__Excerpt to read__.
= = =

Not everybody reacted the same way, however. Judas was indignant, in fact, complaining that it was a waste of resources. He said out loud what people have struggled with for a long time – isn’t this gesture wasteful considering a world of need? Imagine how much good could have been done with it? How many mouths could have been fed? People are starving and Mary’s wasting a valuable resource. John informs us of an ulterior motive that also courses through our veins at times – he wanted some of the money for himself. While we may not literally steal from the coffer as Judas apparently did, we human beings do struggle with the tension between wealth and generosity, being good stewards of our own resources while also being a responsible citizen of the world in the face of need.
Jesus read Judas’ mind (and ours) and addressed him with a quite famous rebuke: the poor will always be with you, but you won’t always have this moment. Lay off your criticism of Mary. What she did was right and good – so much so that people will remember it forever. It is important to note that Jesus isn’t encouraging the neglect of the poor in favor of our own hedonistic leanings. The Jewish tradition which informed Jesus gave clear instruction about the need to balance wise personal financial management while at the same time looking out for the vulnerable. We human beings are created in the image of God and are, at our core, very good. Yet we struggle with all sorts of self-centered temptations, greed being one of them. Because of that struggle, Jesus was affirming the truth that individuals and entire systems will take more for themselves to the neglect of those who they can take it from. Usually this includes people with less power, less influence, and less money. Women, widows, children, orphans, people of color, and immigrants. The principle of the Jewish tradition that Jesus surely espoused was to do our best to be forever vigilant against such abuses, with particular attention to systemic abuses of power that keep the imbalance just the way it is.

= = =

__Dataset extract__.
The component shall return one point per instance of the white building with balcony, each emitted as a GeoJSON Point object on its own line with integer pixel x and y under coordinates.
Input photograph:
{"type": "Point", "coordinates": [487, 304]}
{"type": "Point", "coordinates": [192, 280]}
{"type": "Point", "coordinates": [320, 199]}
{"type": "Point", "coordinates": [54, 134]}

= = =

__Task list__.
1 > Copy the passage about Judas and Mary word for word, from "Not everybody reacted" to "face of need.".
2 > In the passage about Judas and Mary, what ulterior motive does John attribute to Judas?

__Per-task answers__.
1 >
Not everybody reacted the same way, however. Judas was indignant, in fact, complaining that it was a waste of resources. He said out loud what people have struggled with for a long time – isn’t this gesture wasteful considering a world of need? Imagine how much good could have been done with it? How many mouths could have been fed? People are starving and Mary’s wasting a valuable resource. John informs us of an ulterior motive that also courses through our veins at times – he wanted some of the money for himself. While we may not literally steal from the coffer as Judas apparently did, we human beings do struggle with the tension between wealth and generosity, being good stewards of our own resources while also being a responsible citizen of the world in the face of need.

2 > He wanted some of the money for himself.